Data records
────────

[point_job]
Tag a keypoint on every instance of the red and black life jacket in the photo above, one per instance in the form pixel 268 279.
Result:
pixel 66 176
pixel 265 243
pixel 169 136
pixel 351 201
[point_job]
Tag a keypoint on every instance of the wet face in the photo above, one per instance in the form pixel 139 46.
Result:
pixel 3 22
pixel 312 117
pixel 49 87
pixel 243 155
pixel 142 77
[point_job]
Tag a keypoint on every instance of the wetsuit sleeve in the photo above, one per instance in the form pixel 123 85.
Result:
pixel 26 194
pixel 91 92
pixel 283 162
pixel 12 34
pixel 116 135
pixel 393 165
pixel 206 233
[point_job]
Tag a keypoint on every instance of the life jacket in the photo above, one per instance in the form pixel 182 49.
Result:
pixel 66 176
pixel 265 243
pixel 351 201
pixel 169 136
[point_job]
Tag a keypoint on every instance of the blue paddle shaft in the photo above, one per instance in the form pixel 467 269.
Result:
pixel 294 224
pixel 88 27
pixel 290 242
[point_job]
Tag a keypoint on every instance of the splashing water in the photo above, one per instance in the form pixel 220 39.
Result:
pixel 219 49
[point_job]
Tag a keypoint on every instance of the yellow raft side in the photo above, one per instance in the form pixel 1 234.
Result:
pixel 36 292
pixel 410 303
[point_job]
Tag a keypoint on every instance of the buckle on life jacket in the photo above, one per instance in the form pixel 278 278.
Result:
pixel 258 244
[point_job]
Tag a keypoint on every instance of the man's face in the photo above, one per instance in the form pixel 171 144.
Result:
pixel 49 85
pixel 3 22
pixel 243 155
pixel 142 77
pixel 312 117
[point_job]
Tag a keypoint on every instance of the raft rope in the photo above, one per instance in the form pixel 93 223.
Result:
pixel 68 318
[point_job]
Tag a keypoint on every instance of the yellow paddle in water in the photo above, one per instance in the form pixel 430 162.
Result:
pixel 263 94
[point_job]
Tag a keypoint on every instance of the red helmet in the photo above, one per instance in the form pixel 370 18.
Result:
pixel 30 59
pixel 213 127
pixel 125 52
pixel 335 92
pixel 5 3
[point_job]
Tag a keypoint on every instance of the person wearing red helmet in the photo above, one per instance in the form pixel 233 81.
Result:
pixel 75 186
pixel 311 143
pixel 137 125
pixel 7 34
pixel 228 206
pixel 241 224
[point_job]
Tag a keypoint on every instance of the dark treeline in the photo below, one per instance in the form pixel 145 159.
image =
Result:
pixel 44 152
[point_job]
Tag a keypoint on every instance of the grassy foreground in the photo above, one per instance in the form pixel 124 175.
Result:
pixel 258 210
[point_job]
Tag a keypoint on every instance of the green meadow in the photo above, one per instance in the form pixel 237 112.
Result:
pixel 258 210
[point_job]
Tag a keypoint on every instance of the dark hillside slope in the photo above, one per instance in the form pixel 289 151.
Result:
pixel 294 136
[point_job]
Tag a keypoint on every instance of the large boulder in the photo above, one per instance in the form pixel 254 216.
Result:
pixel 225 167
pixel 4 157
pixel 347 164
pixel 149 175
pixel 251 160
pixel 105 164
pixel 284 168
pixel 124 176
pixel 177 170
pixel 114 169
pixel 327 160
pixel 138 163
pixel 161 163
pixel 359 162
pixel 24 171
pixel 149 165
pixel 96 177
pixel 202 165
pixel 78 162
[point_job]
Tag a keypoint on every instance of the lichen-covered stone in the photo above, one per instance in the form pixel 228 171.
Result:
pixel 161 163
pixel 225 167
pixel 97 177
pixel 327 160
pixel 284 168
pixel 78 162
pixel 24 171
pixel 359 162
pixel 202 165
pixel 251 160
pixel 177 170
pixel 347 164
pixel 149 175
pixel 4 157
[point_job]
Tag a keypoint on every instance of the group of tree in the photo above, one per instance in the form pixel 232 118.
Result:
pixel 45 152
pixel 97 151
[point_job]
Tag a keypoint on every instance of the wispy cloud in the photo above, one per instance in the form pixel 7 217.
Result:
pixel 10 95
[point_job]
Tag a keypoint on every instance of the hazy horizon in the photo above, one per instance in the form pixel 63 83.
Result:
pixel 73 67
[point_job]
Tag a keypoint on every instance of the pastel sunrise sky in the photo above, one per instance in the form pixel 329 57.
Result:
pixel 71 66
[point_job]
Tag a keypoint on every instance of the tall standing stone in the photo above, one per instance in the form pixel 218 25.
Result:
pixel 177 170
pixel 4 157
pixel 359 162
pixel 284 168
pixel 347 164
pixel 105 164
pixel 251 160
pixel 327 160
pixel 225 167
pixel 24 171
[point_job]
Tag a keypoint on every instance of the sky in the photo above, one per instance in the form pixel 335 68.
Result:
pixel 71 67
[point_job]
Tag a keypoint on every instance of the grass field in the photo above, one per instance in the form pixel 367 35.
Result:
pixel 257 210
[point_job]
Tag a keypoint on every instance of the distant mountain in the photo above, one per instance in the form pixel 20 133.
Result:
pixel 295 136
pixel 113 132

────────

TASK BRIEF – If a line in the entries above contains the word "raft", copy it.

SOLUTION FOR THIS EXERCISE –
Tag a keypoint on every instance of the yellow raft side in the photo above, one per instance in the form pixel 1 234.
Tag a keypoint on every instance of the raft rope in the photo above, one per instance in the form pixel 93 223.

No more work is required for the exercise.